• **Directions**
[1] In the forum thread about extending Bachmann logging cars, how many logs came in the set made for the extended log car?
[2] Continue the forum thread about extending Bachmann logging cars from where it stops.

• **Passage**
BEGIN
# extension piece for B-mann logging cars



## paintjockey (Jan 3, 2008)

Someone used to make, and maybe still does, an extender piece for bachmann logging skeleton cars so you could slice the car in half and elongate it. Anyone know who made these? if they are still available? and if not does anyone have some they don't want?

Thanks,
Terry


----------



## jbwilcox (Jan 2, 2008)

They are made by Nonesuch. You should be able to do a search and find my post of how I modified three of the cars by extending them. I posted pictures about 2 months ago.

They really turned out nice and the procedure took only about 15 minutes per car.

actually, it took me more than 2 months to get the extensions. I think he made them specially for me so they may not be in general production now. I think they cost 5.00 each.

I know there is more to the name than just Nonesuch but I cannot think of the rest of it.

Sorry,

John


----------



## Pterosaur (May 6, 2008)

Now there's a thought! I was going to dump mine cheap but never thought of doing this, great idea! The search feature found nothing on "Nonesuch", I think I can come up with something on my own though.


----------



## Fritz (Jan 11, 2008)

It is not difficult to cut an extension piece yourselfes.

[url="


----------



## Russell Miller (Jan 3, 2008)

Made my own; I think it makes the cars look a whole lot better. Took apart the Bachmann car, made a Silicone Mold of the center section and poured the parts using Urethane casting Resin. Ended up putting a band of styrene around them to hide the seam. Unfortunately, I no longer have the mold. 

The company that made them was Nonesuch Car and Foundry I think. Jonathan Bliese was/is selling their very nice logs.... Electric Steam Modelworks.


----------



## jbwilcox (Jan 2, 2008)

Like I said, he made six of them for me but it took more than two months to get them. Once I had them it took only about 15 minutes per car. I still have 3 of them left.

I also bought a set of logs which are made for the extended Bachmann Log Car. There were 11 logs in the set and they had beautiful bark detail. They really look great on the new extended log car.
END
• **Material shown**
BEGIN
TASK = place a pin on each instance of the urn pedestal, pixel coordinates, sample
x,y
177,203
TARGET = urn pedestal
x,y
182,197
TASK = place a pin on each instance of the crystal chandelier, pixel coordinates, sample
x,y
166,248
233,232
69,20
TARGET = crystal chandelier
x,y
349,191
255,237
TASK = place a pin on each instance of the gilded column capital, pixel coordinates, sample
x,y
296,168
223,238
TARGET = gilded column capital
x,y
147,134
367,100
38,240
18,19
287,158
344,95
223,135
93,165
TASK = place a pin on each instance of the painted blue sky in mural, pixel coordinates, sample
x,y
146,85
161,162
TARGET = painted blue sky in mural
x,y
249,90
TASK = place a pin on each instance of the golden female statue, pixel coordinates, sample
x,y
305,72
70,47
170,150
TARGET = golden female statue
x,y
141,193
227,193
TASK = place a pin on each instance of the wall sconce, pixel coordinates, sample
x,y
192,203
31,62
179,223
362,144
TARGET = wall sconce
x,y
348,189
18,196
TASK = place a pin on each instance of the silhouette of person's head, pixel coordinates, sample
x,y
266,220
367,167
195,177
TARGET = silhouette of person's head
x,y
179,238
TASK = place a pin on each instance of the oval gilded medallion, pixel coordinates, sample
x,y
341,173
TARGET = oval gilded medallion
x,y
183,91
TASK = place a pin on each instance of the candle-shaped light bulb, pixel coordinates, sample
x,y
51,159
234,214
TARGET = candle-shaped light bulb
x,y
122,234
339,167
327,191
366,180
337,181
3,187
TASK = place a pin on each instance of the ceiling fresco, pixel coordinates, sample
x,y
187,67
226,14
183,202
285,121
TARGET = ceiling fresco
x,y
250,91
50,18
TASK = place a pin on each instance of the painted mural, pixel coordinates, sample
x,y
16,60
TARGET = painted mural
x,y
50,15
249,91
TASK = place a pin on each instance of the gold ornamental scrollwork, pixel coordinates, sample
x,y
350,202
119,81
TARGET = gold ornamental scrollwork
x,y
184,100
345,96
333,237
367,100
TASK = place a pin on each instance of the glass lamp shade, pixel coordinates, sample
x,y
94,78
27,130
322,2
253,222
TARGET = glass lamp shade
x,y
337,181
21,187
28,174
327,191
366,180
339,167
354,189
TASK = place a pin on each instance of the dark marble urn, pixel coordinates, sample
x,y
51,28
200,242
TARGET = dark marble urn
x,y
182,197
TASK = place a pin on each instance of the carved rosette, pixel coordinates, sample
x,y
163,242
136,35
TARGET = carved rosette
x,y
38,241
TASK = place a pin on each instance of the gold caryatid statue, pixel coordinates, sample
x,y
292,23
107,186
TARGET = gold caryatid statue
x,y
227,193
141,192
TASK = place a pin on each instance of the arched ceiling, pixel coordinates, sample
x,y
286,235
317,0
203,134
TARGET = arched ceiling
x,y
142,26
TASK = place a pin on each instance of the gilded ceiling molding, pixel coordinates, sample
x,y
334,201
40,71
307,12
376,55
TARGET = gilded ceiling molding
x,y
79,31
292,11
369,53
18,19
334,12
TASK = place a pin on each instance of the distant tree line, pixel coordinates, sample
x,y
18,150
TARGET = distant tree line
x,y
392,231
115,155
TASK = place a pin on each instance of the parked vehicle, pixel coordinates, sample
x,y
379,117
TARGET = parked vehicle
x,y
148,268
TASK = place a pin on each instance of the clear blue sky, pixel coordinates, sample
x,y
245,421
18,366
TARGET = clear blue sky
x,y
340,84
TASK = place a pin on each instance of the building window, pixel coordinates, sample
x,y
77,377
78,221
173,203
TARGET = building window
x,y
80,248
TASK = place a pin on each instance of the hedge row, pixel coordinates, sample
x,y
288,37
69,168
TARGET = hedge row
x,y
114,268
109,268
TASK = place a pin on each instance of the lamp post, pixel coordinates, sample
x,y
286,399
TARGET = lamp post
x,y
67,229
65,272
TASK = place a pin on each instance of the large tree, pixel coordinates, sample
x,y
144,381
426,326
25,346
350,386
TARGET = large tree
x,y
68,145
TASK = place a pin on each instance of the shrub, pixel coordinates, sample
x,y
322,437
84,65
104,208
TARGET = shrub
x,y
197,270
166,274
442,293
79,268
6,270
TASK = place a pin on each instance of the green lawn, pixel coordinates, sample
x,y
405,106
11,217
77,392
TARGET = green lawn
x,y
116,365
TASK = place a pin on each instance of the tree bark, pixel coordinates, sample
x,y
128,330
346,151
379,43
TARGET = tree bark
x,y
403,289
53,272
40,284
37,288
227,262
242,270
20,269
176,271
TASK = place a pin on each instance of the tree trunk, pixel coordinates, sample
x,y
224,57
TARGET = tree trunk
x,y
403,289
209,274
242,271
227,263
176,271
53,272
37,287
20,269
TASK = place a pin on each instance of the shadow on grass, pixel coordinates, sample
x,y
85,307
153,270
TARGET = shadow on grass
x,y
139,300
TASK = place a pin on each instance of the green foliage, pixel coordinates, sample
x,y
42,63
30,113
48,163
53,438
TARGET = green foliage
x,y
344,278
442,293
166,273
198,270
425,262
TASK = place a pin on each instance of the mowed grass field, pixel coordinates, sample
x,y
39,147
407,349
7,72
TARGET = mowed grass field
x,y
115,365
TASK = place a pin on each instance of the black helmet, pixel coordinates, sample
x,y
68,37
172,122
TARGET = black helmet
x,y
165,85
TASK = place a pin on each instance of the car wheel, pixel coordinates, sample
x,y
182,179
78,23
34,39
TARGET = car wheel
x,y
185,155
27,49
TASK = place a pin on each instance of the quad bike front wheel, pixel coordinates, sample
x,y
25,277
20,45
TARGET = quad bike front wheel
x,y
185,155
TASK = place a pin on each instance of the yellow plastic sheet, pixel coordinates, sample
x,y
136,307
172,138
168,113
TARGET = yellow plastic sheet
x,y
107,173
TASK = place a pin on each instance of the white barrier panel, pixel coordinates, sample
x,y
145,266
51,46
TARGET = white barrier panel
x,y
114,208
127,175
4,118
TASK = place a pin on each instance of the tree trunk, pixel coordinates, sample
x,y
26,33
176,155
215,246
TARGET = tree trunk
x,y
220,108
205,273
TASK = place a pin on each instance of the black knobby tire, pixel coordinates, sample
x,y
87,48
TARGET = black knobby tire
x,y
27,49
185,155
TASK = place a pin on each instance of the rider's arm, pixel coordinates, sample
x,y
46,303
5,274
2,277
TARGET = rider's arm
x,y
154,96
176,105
END
• **Answers per task**
[1] The set had 11 logs.

[2]
I really do know what I am talking about in this instance. Some times I do not, but this time I have had personal experience with them. The guy who makes them is named Dan, i think.

I had his email and website bookmarked on my computer but it crashed and when I got my new computer I could not put them on it so they are lost.

John


----------



## jbwilcox (Jan 2, 2008)

Okay here ae the facts:

The name of the company is: Nonesuch Car & Foundry.

Their website is: nonesuchcf.com

Their telephone number is; 360-834-4638

His Email address is: [email protected]

This is the information you asked for in your original post. 

I have talke to him at least 5 times while I was waiting for him to make my extenders. He apparently has a full time job and does this only when he has time. He also mentioned that the molds were deteriorating and he was not sure he could get a good copy when I asked to have some made, however, the ones he sent to me were perfect.

I also bought a set of logs made specifically for the extended Bachmann log car. There were 11 logs in the set and they have fantastic detail including bark which has been scraped away during the cutting and loading process.

John


----------



## paintjockey (Jan 3, 2008)

Thanks for the info!


----------



## paintjockey (Jan 3, 2008)

Checked the site it is under construction. I'm gonna look into making my own.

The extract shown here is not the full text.